↓
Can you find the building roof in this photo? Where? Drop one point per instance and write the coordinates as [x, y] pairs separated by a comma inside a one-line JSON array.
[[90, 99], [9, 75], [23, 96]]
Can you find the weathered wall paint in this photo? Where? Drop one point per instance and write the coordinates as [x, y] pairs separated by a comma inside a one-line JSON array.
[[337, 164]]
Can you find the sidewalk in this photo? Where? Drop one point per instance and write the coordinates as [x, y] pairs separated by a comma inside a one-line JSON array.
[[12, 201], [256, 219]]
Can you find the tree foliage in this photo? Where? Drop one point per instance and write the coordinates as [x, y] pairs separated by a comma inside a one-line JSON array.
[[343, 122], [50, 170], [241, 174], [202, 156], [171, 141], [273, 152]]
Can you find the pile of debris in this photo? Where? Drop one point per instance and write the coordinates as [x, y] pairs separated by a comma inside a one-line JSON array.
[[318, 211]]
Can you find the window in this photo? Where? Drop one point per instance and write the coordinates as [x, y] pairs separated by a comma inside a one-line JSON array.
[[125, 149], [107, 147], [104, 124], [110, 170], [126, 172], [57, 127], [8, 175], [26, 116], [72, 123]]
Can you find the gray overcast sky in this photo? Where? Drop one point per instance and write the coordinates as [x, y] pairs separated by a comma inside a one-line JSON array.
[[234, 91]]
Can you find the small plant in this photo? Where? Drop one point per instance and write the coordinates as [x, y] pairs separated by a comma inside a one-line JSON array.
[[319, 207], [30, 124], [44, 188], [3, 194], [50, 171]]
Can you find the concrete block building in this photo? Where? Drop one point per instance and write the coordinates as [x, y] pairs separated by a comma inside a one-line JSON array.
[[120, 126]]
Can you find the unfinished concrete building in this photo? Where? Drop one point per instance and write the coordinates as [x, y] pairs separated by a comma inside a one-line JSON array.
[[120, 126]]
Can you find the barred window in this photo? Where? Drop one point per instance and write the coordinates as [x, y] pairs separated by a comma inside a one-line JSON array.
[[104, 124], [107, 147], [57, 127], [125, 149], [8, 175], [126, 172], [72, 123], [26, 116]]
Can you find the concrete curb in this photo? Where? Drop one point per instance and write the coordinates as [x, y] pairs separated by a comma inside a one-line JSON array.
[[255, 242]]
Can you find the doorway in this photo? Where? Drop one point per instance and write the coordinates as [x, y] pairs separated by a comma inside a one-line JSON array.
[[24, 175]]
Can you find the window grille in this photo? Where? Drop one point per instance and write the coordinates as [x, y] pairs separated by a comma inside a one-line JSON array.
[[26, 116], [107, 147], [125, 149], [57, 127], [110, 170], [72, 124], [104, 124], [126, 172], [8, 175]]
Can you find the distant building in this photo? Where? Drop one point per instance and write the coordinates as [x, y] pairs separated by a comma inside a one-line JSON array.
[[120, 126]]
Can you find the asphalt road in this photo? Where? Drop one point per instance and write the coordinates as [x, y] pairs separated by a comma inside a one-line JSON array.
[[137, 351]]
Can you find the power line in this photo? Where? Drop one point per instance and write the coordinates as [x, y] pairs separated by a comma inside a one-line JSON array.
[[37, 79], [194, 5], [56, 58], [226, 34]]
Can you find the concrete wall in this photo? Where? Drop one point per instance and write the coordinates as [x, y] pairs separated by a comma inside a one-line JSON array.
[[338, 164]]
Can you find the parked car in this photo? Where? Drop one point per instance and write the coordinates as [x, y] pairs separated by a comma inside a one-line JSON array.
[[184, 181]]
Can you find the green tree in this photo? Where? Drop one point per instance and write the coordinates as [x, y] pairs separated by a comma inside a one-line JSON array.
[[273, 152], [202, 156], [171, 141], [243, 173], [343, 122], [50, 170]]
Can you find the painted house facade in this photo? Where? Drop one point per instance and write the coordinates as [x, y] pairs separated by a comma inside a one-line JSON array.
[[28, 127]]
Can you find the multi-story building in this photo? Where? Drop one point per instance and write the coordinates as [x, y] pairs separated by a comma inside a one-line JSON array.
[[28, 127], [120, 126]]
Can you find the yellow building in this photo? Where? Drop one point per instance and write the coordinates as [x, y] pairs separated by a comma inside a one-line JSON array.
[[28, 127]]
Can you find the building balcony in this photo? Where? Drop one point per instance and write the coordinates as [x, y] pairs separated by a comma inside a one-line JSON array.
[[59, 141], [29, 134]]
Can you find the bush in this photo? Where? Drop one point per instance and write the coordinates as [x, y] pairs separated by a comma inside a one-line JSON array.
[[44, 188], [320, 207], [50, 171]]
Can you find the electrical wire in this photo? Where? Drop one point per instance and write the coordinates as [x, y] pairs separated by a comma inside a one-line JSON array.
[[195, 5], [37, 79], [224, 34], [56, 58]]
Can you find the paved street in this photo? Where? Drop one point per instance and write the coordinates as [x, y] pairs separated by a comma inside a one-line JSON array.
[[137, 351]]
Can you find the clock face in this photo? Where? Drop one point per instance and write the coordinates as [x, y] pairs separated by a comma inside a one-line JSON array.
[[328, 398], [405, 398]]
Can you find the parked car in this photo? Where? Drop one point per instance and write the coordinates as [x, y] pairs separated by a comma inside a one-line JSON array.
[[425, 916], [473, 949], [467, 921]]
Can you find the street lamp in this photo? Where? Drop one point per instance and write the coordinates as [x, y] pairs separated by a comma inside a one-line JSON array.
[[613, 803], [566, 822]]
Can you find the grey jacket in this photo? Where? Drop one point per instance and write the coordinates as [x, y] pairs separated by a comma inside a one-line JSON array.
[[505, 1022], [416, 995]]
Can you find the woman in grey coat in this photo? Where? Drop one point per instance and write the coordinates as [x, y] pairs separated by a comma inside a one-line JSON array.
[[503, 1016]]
↑
- Exercise objective
Please arrange every line of the listing above as a numbered list, leaving out any blank lines.

- Task solution
1. Can you find the building roof in this photo? Where? Drop one point per instance and write the coordinates as [x, y] pairs separated by a comma inside a one-line JSON array.
2. [[90, 99], [9, 75], [23, 96]]
3. Can you find the weathered wall paint in this photo? Where? Drop one point per instance and write the coordinates as [x, y] pairs separated by a comma inside a one-line JSON array.
4. [[337, 164]]
5. Can you find the sidewalk in this photo? Where? Drop one point per instance and write the coordinates as [x, y] pairs separated by a comma inside a one-line JSON array.
6. [[12, 201], [256, 219]]
7. Can you find the tree foliage in this photo? Where? Drop one point per instance and write the coordinates as [x, y] pairs separated by a comma inside a one-line JSON array.
8. [[343, 122], [50, 170], [241, 174], [202, 156], [171, 141], [273, 152]]
9. Can you find the pile of debris in this photo? Where? Drop one point per instance and write the coordinates as [x, y] pairs separated by a comma inside a one-line JSON array.
10. [[318, 211]]
11. Can you find the window in this photo? Where? Drop one point per instance and write the coordinates as [x, y] pairs separated by a comma inside a one-line JSON array.
12. [[125, 149], [107, 147], [104, 124], [110, 170], [126, 172], [57, 127], [8, 175], [26, 116], [72, 123]]
13. Can you find the gray overcast sky in this photo? Where? Drop one point per instance and write the coordinates as [x, y] pairs separated by a comma inside a one-line JSON array.
14. [[234, 91]]
15. Can you find the small plant in this photo? Where? Drop one point per instance and write the coordinates as [x, y] pairs separated by a comma inside a one-line JSON array.
16. [[319, 207], [30, 124], [44, 188], [3, 194], [50, 171]]
17. Can you find the concrete block building in this photo? Where? Drop one point per instance and write the coordinates as [x, y] pairs separated by a comma inside a one-line JSON array.
18. [[120, 126]]
19. Can you find the unfinished concrete building in this photo? Where? Drop one point per instance and write the coordinates as [x, y] pairs separated by a comma inside a one-line JSON array.
20. [[120, 126]]
21. Can you find the barred window in this photo? Where? Drop one point per instance and write the coordinates as [x, y] pairs separated by a comma inside a one-line JSON array.
22. [[104, 124], [107, 147], [57, 127], [125, 149], [8, 175], [126, 172], [72, 123], [26, 116]]
23. Can you find the concrete curb in this photo? Where? Drop one point per instance and write the coordinates as [x, y] pairs separated by a comma inside a one-line JSON array.
24. [[255, 242]]
25. Can you find the doorway in this photo? Where? Drop one point per instance and write the coordinates as [x, y] pairs separated by a comma inside a one-line JSON array.
26. [[24, 175]]
27. Can you find the window grille in this photo? Where? Drop one point per instance and write the coordinates as [x, y] pairs separated by a comma inside a one-line JSON array.
28. [[26, 116], [107, 147], [125, 149], [57, 127], [110, 170], [72, 124], [104, 124], [126, 172], [8, 175]]
29. Can you find the distant building in this photo? Where? Drop one point per instance and write the coordinates as [x, y] pairs separated by a comma inside a one-line JSON array.
30. [[120, 126]]
31. Can you find the asphalt road in this photo? Where? Drop one point per instance and write the coordinates as [x, y] pairs separated by a comma inside a one-line JSON array.
32. [[137, 351]]
33. Can you find the power line in this photo? Where? Drop one point per instance and write the coordinates as [x, y] pairs separated by a comma inside a one-line JSON array.
34. [[37, 79], [194, 5], [56, 58], [226, 34]]
35. Can you find the concrete wall in this photo? Where? Drop one point per instance and write the coordinates as [x, y] pairs separated by a comma inside a one-line JSON array.
36. [[338, 164]]
37. Can you find the parked car in this photo? Where? Drop one point per instance and write the coordinates as [x, y] pairs separated by a comma inside a one-line JSON array.
38. [[184, 181]]
39. Can you find the green tree in this photo? Where? Drop one point per instance and write the coordinates as [x, y] pairs separated by a comma inside a one-line JSON array.
40. [[273, 152], [202, 156], [171, 141], [243, 173], [343, 122], [50, 170]]
41. Can you find the painted house facade in this photo? Where? Drop one point per instance and write the coordinates as [x, y] pairs separated by a comma inside a one-line JSON array.
42. [[28, 127]]
43. Can you find the multi-story building in this photo? Where? Drop one point per instance and write the coordinates as [x, y] pairs separated by a comma inside a one-line JSON array.
44. [[28, 127], [120, 126]]
45. Can you find the yellow building in this photo? Where? Drop one point per instance and write the coordinates as [x, y] pairs separated by a comma inside a one-line JSON array.
46. [[28, 127]]
47. Can you find the building balcony in this photo? Where? Drop one point per instance and write the coordinates as [x, y] pairs separated by a comma inside a one-line JSON array.
48. [[59, 141], [29, 134]]
49. Can you find the bush in this photo? Where? Drop one point per instance and write the coordinates as [x, y] pairs separated by a comma inside a one-line JSON array.
50. [[44, 188], [320, 207], [50, 171]]
51. Can you find the electrical wire in this photo? Where? Drop one point per instance and write the coordinates as [x, y] pairs separated by a comma inside a one-line JSON array.
52. [[195, 5], [37, 79], [224, 34], [56, 58]]
53. Can you find the paved street in this photo? Where? Drop one point per instance and write the coordinates as [x, y] pairs separated by a comma inside a one-line JSON array.
54. [[137, 351]]
55. Can you find the clock face in this photo? Where? Drop one point per instance and write the coordinates as [x, y] pairs separated by a comma inside a one-line JSON array.
56. [[328, 398], [405, 398]]
57. Can you find the parked car in this photo? Where? Drop one point per instance and write the coordinates as [x, y] pairs separated by a comma inside a one-line JSON array.
58. [[425, 916], [473, 949], [467, 921]]
59. Can you find the street lamp in this photo? Where? Drop one point per instance and write the coordinates as [x, y] pairs separated by a comma inside a one-line JSON array.
60. [[613, 803], [566, 822]]
61. Can you find the grey jacket in this photo? Where? Drop one point per instance and write the coordinates as [x, y] pairs separated by a comma inside a one-line JSON array.
62. [[505, 1022], [416, 995]]
63. Can you find the woman in grey coat in this photo? Where? Drop one point per instance and write the coordinates as [x, y] pairs separated by a comma inside a one-line JSON array.
64. [[503, 1016]]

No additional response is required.